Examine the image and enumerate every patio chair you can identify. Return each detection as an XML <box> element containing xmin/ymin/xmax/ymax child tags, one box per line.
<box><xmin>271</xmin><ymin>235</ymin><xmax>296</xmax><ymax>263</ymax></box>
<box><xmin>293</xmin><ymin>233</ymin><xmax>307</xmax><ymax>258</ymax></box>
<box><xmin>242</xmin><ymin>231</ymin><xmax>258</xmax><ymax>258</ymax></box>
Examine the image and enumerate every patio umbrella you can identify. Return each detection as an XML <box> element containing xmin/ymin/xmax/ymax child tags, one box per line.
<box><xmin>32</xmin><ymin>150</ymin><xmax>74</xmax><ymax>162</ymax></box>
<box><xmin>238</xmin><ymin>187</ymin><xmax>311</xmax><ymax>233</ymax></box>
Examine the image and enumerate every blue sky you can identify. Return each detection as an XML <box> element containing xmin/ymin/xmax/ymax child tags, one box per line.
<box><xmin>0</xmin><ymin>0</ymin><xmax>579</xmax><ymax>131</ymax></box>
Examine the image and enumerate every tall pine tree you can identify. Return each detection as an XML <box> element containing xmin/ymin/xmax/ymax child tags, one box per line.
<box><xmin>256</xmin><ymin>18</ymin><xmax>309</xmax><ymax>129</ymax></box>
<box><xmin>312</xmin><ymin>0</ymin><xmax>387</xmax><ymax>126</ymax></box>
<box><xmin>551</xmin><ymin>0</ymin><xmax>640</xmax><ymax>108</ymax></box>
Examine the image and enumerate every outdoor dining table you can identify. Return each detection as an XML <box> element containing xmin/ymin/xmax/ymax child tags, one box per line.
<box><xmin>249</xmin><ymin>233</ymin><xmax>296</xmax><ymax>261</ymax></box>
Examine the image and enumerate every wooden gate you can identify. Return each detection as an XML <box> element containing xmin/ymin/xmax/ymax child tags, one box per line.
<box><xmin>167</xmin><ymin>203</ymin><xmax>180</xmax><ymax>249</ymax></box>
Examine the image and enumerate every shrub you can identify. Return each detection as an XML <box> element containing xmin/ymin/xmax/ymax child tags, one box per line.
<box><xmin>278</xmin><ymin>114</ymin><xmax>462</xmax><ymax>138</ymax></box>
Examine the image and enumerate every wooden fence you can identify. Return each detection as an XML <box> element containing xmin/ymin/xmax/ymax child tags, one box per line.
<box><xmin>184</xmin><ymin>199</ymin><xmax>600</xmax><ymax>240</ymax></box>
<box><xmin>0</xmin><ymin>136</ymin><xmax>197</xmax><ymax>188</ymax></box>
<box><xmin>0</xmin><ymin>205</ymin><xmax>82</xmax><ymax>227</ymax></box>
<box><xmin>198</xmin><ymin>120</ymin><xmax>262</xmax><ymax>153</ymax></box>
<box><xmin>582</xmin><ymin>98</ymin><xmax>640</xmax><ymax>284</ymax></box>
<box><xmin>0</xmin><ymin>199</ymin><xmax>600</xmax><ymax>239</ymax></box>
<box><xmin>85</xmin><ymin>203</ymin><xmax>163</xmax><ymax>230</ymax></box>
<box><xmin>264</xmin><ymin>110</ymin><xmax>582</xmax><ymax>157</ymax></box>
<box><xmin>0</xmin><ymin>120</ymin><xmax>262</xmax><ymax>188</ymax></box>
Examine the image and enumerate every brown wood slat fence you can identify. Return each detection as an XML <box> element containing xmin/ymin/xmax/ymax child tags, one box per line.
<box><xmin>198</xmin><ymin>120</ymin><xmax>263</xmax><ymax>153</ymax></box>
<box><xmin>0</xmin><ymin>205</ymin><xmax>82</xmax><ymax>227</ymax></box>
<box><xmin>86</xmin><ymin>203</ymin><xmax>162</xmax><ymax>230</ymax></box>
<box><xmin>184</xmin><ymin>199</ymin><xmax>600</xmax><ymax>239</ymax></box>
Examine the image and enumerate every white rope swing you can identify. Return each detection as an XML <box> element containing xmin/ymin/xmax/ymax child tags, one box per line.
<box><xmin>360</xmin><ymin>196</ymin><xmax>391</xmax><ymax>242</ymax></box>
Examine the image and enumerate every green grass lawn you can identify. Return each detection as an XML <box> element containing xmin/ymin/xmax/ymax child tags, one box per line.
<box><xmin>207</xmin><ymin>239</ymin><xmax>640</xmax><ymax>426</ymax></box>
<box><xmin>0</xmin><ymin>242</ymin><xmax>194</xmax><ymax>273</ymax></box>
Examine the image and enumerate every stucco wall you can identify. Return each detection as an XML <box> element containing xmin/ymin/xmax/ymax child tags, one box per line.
☆ ☆ ☆ ☆ ☆ ☆ ☆
Repeat the lines from the one containing "Examine the image and enumerate every brown" through the end of the listing, exactly and without any other lines; both ends are included.

**Complete output**
Examine the image and enumerate every brown wood slat fence you can identify. Return each detection as an XML <box> element containing xmin/ymin/xmax/ymax child tags, one box per line.
<box><xmin>198</xmin><ymin>120</ymin><xmax>263</xmax><ymax>153</ymax></box>
<box><xmin>0</xmin><ymin>205</ymin><xmax>82</xmax><ymax>227</ymax></box>
<box><xmin>86</xmin><ymin>203</ymin><xmax>162</xmax><ymax>230</ymax></box>
<box><xmin>184</xmin><ymin>199</ymin><xmax>600</xmax><ymax>239</ymax></box>
Examine the image and enumerate every white rope swing you can identify. Return each detection as an XML <box> element containing xmin/ymin/xmax/ymax child tags, one box per line.
<box><xmin>360</xmin><ymin>196</ymin><xmax>391</xmax><ymax>242</ymax></box>
Examine the image and enumerate every green grass lawn you can identify. Return each detection as an XML <box> element containing xmin/ymin/xmax/ymax child tags, one box per line.
<box><xmin>207</xmin><ymin>239</ymin><xmax>640</xmax><ymax>426</ymax></box>
<box><xmin>0</xmin><ymin>242</ymin><xmax>194</xmax><ymax>273</ymax></box>
Examine the image and enumerate every stucco wall you can identify. Return each detection as an XML <box> element containing xmin/ymin/xmax/ymax child tags, one box per line.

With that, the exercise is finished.